Once there, Artturi Lehkonen needed just 1:19 to end Edmonton's hopes of reaching the Cup Final with his first goal and third point of the night. It was the second overtime winner of Lehkonen's career that sent his team to a Cup Final (he did the same thing last year in the Montreal Canadiens' conference finals win over the Vegas Golden Knights), making Lehkonen one of only two NHL players to ever accomplish the feat (along with Gordie Drillon, who did it twice, in 1938 and 1939, with the Toronto Maple Leafs).
Lehkonen had been a key addition to the Avalanche's lineup since being acquired from Montreal at the trade deadline for prospect Justin Barron and a second-round pick.
On Monday, MacKinnon said that was a fraction of what Lehkonen is worth.
"I'd trade 10 first-rounders for him right now," MacKinnon joked.
Cale Makar had five points in Game 4, including an assist on Lehkonen's winner, with the play feeling like it took an eternity to develop.
"When I saw him with the puck in front, I was telling [Lehkonen] it felt like a minute long when he had it on his stick," Makar said. "I was just staring at him. I'm like, 'Is this going to go in the net?' That was a bit of an interesting one, but definitely excited. And Lehky, that's why he's the best. He gets to the net, beats guys and gets rewarded."
The third-period deficit could have been enough to shake Colorado's confidence in finishing off the Oilers. But the Avalanche have been a resilient team throughout the playoffs.
"We've been down going into the third a couple goals, and we always stick with it," Rantanen said. "It's what we talked about. We just have to put the second period past us and get over it, and we know if we play our game, we can create chances and come back in games. I'm just happy that we did. It's just our strong mentality on the team."
The Oilers gave Colorado all it could handle, though. And Leon Draisaitl was a major part of that, despite being far less than 100 percent healthy.
Draisaitl had been dealing with various ailments throughout the postseason, to the degree it was obviously limiting his mobility on the ice. And then Edmonton's top-line skater was hurt again in the second period of Game 4, laboring to the bench in apparent agony but refusing to leave the game. He barely missed a shift before adding a helper on Connor McDavid's goal, one of Draisaitl's four points on the night. Draisaitl trails only Wayne Gretzky now in the most playoff games with three-plus points (seven).
"There are lots of guys who go through painful things like that," Draisaitl said of his health. "I'm not going to make this about myself. There are lots of guys who play through injury."
Draisaitl and McDavid combined for seven points in Game 4 and finished the postseason with 32 and 33, respectively. Despite their efforts, Edmonton still fell short of its ultimate goal.
"It feels like it's steps," McDavid said. "Every team goes through it. They become a playoff team. They get there most years and go on a little bit of a run, and they learn that lesson, and then it becomes their time to win."
In other Oilers' injury news, defenseman Darnell Nurse revealed he played the entire postseason with a torn hip flexor.
Colorado has dealt with injuries, as well, including to Nazem Kadri. He broke his thumb in a boarding incident with Evander Kane in Game 3 and subsequently had surgery in Denver. It's unclear whether Kadri will be able to return in the Cup Final, but at least the Avs have time now for the various bumps and bruises throughout their lineup to heal.
Because what's coming next will be the Avalanche's biggest challenge of all. And it'll be worth the wait, even if it takes a week or more for the Eastern Conference finals -- in which the New York Rangers lead the Tampa Bay Lightning 2-1 -- to wrap.
"It's important to try and get some rest and try to get some guys back healthy," Colorado coach Jared Bednar said. "Obviously, it's hard to get here. Our guys should be really happy and enjoy it for a couple days. Everyone's happy and it's good, but that's not why we started the season. It wasn't our approach to it at the start, and it's certainly real difficult to get here; but our guys are already kind of focused, and we'll be itching to go at some point soon here in a couple days."

(Referring expression data)
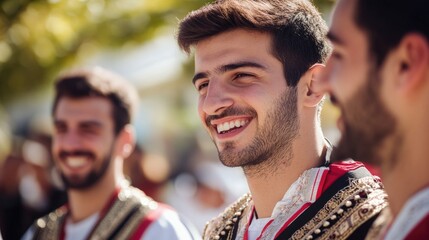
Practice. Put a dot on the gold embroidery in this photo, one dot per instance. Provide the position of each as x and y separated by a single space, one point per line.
222 226
129 199
346 211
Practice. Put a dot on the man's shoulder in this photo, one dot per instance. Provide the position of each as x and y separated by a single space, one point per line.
351 200
225 222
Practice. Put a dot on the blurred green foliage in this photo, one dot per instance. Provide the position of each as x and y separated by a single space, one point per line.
38 38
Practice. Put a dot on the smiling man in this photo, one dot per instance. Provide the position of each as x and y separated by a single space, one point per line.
378 75
255 66
92 136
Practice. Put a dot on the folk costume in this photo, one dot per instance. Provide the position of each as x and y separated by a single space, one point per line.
412 222
130 214
335 201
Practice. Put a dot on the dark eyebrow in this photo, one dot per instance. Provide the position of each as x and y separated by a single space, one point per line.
334 38
229 67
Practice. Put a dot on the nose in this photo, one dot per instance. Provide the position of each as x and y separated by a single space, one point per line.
69 141
216 99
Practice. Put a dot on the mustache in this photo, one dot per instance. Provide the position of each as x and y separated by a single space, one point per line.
77 153
333 99
230 112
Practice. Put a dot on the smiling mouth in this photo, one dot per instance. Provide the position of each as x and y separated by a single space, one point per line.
231 125
76 162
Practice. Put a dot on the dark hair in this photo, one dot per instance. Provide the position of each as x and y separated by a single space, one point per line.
387 21
297 29
98 82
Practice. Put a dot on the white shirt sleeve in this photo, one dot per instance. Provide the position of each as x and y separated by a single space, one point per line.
170 226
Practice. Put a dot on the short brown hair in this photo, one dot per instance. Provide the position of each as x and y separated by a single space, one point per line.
297 29
81 83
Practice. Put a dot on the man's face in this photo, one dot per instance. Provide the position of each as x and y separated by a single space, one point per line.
244 102
355 85
83 140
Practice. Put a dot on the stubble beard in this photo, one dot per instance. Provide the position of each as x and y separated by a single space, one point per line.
88 181
367 127
272 145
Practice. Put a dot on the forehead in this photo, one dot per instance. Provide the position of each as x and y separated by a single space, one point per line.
233 46
83 109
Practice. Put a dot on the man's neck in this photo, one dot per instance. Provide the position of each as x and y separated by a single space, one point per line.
409 173
84 203
269 188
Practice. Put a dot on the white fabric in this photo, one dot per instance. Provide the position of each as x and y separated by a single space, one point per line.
169 226
303 190
81 229
256 227
414 210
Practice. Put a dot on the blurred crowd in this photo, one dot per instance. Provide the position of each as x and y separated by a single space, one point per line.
30 187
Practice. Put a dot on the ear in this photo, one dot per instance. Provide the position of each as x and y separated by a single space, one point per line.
314 90
413 66
126 141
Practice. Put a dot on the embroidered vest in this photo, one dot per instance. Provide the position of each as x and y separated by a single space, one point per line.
121 221
345 210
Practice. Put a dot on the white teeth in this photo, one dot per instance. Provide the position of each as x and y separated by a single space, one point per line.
226 126
237 123
76 161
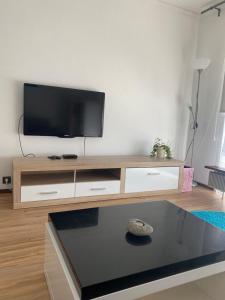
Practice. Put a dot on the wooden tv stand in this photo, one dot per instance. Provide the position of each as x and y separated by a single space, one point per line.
43 182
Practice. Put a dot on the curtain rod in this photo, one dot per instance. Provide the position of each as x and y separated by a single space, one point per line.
216 6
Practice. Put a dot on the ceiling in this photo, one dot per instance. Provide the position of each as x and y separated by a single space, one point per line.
193 5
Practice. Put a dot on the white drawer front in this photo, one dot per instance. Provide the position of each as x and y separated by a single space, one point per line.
151 179
97 188
47 192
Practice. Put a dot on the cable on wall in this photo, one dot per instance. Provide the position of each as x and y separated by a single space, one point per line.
20 142
214 7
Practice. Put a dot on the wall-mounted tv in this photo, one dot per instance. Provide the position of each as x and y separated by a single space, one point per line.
62 112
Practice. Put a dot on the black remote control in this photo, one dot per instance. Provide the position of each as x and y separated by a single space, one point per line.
54 157
69 156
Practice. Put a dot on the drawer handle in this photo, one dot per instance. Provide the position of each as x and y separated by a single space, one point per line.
152 174
97 189
48 193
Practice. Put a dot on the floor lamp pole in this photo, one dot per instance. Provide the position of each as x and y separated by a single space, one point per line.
195 126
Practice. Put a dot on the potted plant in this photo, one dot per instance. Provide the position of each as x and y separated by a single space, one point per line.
161 150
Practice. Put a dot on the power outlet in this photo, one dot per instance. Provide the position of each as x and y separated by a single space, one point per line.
7 180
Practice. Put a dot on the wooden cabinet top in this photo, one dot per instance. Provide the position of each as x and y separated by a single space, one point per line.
92 162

TASKS AND EXERCISES:
#1 According to the article, what injury did Darnell Nurse play the entire postseason with?
#2 Copy the article's wording from "The third-period deficit" to "100 percent healthy.".
The items aren't needed for this work.

ANSWERS PROVIDED:
#1 A torn hip flexor.

#2
The third-period deficit could have been enough to shake Colorado's confidence in finishing off the Oilers. But the Avalanche have been a resilient team throughout the playoffs.
"We've been down going into the third a couple goals, and we always stick with it," Rantanen said. "It's what we talked about. We just have to put the second period past us and get over it, and we know if we play our game, we can create chances and come back in games. I'm just happy that we did. It's just our strong mentality on the team."
The Oilers gave Colorado all it could handle, though. And Leon Draisaitl was a major part of that, despite being far less than 100 percent healthy.